**Short exercise**:
Please write out exactly the lines that begin at the line containing "Expected: one point per instance of the logo" and run to the end of the records.

___ Task data ___

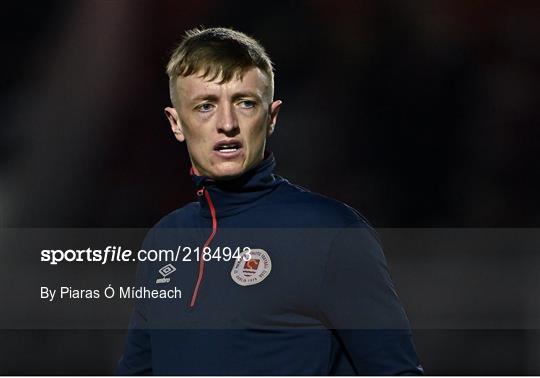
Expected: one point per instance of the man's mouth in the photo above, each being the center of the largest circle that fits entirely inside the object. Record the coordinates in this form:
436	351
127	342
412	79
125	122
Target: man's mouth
228	147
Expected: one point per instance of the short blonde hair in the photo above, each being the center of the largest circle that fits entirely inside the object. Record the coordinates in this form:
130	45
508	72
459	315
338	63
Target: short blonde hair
217	52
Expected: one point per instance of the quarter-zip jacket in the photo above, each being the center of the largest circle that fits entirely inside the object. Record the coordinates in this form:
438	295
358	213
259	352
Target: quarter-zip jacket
324	306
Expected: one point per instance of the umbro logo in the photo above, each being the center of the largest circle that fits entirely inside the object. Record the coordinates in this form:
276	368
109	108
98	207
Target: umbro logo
165	271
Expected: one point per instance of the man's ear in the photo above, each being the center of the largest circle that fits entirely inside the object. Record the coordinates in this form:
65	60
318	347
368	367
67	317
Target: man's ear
274	110
176	125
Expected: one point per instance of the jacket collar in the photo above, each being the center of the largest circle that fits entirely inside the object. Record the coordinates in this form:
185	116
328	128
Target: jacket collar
239	194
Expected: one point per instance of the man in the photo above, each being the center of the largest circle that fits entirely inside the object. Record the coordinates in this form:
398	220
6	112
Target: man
310	295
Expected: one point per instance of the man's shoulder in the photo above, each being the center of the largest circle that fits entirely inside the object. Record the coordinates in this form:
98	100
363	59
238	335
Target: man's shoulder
182	217
320	209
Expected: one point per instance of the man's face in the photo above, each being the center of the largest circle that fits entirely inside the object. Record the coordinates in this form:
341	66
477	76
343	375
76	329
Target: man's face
224	125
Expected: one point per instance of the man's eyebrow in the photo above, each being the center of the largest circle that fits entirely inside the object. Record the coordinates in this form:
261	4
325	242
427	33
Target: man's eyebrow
208	97
244	94
235	96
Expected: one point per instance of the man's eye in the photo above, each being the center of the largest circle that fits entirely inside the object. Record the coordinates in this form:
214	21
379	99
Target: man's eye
205	107
247	104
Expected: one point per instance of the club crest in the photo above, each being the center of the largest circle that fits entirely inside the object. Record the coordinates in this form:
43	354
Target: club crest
252	271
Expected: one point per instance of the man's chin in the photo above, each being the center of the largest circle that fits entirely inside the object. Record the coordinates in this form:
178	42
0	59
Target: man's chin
227	173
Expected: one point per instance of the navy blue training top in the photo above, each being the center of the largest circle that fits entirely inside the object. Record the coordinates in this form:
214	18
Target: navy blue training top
314	297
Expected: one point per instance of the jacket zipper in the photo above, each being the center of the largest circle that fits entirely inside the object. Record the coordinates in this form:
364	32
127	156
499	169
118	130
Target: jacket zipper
200	193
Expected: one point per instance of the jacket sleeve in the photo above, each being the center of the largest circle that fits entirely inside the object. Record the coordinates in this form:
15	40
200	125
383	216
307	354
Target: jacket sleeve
137	355
360	305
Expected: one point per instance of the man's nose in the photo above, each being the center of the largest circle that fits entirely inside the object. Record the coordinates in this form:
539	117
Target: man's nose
227	120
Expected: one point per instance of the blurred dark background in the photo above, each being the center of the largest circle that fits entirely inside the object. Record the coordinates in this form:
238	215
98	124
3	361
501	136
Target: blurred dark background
419	114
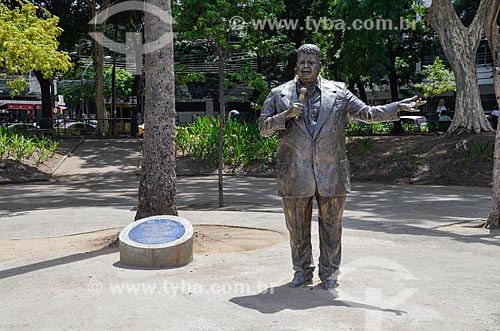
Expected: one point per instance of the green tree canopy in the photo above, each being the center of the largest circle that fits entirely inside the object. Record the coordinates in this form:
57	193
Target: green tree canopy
438	79
28	42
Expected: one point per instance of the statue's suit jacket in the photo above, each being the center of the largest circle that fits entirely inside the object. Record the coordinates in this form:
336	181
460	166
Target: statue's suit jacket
316	163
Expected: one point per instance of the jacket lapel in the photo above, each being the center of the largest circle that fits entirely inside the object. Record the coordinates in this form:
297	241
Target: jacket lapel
328	96
289	96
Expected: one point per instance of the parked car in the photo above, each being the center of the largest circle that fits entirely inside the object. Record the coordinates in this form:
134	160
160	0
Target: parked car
22	127
74	129
419	121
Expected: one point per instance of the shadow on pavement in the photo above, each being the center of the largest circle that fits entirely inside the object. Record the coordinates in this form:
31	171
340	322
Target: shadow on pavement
54	262
276	299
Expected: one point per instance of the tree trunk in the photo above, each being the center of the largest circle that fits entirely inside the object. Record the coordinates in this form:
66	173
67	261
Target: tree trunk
460	45
493	36
157	191
393	83
46	122
136	91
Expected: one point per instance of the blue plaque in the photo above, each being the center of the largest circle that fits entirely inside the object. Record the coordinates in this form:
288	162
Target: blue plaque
157	231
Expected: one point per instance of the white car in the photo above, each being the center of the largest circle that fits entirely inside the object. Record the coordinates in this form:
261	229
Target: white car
419	121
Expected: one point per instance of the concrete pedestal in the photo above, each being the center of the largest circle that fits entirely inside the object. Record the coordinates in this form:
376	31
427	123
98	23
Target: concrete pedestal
157	241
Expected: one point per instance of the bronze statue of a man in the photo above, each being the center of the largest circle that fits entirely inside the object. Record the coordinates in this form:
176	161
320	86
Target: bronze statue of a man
312	160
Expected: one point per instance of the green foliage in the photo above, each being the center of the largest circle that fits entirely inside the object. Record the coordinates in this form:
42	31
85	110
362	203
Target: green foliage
17	85
28	42
367	56
365	143
124	82
19	147
208	21
242	142
438	79
367	129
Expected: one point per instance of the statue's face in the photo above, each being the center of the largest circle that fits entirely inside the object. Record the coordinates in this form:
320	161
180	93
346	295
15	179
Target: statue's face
308	67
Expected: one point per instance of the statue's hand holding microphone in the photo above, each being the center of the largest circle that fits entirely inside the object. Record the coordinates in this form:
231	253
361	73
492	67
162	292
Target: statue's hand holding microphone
297	108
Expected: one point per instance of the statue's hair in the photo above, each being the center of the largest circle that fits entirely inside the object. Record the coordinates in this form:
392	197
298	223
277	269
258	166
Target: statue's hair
309	49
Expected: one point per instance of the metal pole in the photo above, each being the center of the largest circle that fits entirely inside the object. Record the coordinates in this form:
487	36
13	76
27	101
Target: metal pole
113	94
221	124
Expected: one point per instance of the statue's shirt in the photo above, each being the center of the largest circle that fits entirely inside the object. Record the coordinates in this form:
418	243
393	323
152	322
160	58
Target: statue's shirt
312	105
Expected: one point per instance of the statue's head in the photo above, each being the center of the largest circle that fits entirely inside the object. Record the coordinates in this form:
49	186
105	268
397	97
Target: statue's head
308	63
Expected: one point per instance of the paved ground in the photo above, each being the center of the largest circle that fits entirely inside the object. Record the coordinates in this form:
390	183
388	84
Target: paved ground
412	259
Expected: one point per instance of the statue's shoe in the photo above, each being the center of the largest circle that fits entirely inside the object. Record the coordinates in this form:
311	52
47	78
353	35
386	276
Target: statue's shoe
301	278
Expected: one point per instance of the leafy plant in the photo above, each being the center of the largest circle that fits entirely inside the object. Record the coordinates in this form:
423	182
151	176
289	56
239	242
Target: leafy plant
365	143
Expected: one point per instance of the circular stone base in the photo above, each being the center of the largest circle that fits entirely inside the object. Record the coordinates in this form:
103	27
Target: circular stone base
157	241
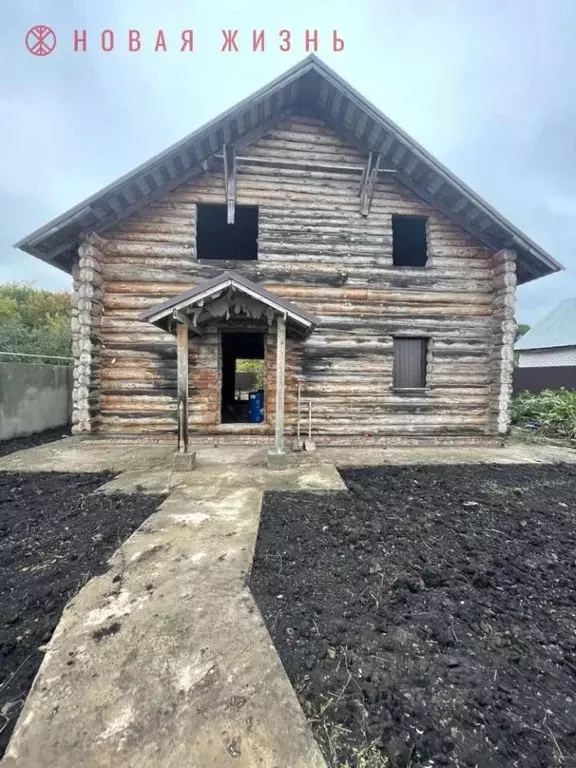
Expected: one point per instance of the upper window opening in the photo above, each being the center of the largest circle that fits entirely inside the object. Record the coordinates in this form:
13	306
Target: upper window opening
215	239
409	246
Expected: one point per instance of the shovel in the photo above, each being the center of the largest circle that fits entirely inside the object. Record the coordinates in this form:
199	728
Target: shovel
309	444
298	444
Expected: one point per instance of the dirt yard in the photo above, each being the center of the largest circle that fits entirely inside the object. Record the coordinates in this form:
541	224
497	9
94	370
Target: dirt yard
55	534
428	617
31	441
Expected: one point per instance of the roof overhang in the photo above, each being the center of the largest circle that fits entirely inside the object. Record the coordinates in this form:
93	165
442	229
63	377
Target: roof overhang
310	87
195	307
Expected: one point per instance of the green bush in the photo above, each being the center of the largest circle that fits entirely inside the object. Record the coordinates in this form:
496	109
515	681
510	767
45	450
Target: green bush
34	321
554	409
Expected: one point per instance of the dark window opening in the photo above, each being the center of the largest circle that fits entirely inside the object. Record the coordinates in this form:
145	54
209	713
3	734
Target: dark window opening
243	377
409	246
410	363
215	239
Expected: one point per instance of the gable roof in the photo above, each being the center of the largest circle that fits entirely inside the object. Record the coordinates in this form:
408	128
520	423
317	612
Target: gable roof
310	87
297	319
556	329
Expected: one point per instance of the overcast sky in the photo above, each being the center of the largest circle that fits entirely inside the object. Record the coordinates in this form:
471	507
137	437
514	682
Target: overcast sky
487	87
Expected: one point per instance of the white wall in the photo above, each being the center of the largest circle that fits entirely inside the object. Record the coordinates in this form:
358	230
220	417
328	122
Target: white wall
533	358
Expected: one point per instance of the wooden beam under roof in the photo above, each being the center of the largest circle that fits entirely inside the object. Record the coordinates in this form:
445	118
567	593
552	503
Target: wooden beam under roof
230	181
368	182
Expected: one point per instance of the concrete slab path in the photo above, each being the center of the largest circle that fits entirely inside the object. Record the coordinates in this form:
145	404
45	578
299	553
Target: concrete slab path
164	661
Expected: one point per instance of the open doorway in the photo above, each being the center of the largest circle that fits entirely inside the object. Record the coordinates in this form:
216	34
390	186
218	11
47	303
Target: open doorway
243	376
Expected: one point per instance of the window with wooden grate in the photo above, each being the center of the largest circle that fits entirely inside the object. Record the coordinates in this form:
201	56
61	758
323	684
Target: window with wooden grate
409	242
410	356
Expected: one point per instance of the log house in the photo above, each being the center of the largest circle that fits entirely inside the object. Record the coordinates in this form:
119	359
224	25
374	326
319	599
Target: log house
305	229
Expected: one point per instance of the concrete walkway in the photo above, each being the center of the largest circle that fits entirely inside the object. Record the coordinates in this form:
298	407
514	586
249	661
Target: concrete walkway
164	661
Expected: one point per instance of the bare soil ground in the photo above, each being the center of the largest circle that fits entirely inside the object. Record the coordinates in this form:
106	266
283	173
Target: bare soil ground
31	441
55	534
428	617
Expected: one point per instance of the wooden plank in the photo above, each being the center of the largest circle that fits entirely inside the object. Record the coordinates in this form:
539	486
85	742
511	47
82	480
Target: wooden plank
182	373
280	381
230	181
369	182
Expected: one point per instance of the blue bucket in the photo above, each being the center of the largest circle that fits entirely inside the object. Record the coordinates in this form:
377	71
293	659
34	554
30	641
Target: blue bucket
256	407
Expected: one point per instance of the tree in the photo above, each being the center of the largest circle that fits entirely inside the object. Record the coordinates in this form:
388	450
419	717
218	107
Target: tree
34	321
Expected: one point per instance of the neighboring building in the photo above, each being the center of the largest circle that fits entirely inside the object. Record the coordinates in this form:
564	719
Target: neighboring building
552	341
304	228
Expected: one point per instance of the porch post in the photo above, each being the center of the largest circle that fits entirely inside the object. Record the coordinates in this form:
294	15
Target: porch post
280	374
182	356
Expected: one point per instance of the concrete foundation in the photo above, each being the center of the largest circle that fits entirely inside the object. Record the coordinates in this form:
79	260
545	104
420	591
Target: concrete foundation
190	677
184	462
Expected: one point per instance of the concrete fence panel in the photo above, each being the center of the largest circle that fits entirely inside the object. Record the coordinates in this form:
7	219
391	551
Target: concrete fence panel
545	377
33	398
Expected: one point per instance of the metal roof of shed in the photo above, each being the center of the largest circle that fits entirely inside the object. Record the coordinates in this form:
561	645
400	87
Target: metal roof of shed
556	329
310	87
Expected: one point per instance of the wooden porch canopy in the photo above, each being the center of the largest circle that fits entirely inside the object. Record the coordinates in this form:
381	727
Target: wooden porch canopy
228	296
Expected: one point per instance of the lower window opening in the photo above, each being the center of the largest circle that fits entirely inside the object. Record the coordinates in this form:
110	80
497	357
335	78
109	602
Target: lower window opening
243	377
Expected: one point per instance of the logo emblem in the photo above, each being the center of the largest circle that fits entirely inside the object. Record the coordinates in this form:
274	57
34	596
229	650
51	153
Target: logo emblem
40	40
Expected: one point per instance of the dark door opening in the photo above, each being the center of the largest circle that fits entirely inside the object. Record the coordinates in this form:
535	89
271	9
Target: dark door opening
243	373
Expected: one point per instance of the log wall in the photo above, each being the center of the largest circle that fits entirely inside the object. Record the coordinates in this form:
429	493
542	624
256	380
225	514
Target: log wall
316	249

___

**Response**:
Expected: one point per instance of the logo emblem in the photo above, each being the center of the largest circle that fits entirely inside the object. Record the coordinates in this form:
274	57
34	596
229	650
51	153
Target: logo emblem
40	40
Expected: one point per instance of the dark door opening in the photo above, each being the center of the largest circle that fits entirely inside the object. Record the coordinates in this form:
535	89
271	9
Target: dark door opening
243	373
Expected: one point per instance of the log wall in the photo above, each being the center of the largest circle that fits entirely inside the object. Record the coordinates in this form:
429	493
542	624
256	380
225	514
Target: log wall
316	249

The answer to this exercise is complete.